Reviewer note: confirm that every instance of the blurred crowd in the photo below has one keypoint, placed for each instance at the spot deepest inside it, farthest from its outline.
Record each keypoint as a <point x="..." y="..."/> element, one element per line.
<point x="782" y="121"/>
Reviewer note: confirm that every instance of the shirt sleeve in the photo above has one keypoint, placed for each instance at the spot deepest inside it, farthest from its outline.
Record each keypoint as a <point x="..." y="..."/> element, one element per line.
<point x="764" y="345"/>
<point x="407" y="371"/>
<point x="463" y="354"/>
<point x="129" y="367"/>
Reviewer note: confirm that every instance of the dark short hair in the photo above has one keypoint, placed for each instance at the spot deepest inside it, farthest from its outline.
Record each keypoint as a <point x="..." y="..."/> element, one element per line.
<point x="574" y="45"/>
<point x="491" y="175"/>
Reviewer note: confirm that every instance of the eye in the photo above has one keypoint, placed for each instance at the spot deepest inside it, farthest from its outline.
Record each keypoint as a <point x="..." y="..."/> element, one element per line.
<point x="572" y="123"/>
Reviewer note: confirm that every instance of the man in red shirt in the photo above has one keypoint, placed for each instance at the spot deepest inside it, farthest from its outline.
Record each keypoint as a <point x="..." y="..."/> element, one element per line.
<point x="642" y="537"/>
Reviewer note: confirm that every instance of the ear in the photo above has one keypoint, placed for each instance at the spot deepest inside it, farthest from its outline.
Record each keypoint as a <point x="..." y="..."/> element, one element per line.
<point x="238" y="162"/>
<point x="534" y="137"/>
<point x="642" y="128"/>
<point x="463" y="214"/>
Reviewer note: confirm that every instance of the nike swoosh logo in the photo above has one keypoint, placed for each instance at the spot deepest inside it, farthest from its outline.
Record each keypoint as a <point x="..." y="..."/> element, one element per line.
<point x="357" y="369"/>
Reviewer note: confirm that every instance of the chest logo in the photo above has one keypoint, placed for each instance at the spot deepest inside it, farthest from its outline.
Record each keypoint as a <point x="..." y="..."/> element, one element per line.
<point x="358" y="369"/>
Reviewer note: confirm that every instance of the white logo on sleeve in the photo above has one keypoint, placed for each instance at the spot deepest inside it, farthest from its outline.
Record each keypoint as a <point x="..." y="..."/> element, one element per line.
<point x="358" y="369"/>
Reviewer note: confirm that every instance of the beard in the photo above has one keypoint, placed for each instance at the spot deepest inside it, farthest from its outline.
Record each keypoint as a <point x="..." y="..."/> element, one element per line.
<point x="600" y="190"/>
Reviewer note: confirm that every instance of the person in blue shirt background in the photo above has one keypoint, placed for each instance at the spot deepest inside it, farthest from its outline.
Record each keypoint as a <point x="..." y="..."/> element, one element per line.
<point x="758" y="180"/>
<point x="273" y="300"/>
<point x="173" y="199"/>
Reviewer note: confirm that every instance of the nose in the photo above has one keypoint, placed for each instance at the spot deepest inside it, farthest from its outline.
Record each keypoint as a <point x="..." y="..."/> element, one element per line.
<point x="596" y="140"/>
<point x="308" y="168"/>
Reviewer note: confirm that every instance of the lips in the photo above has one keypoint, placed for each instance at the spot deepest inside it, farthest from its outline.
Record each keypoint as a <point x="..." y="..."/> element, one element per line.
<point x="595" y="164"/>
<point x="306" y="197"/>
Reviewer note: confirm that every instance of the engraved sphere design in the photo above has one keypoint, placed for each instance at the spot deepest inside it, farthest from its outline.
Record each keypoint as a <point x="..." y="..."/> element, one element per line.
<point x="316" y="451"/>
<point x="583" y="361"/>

━━━━━━━━━━━━━━━━━━━━━━━━━━━━━━

• [Instructions to follow]: Which lines of the data above contain the string "logo"? Copy each of them.

• [Exercise response]:
Reviewer note: confirm that every instance of the nike swoosh logo in the photo above has one keypoint, placed for each instance at the spot deepest inside it, farthest from its outline.
Reviewer note: confirm that every instance of the chest logo in the photo above has one keypoint, placed for each instance at the spot deepest inside it, farthest from its outline.
Reviewer note: confirm that every instance of the white logo on sleeve in the photo above has one keypoint, placed for each instance at the spot deepest inside it, farthest from its outline.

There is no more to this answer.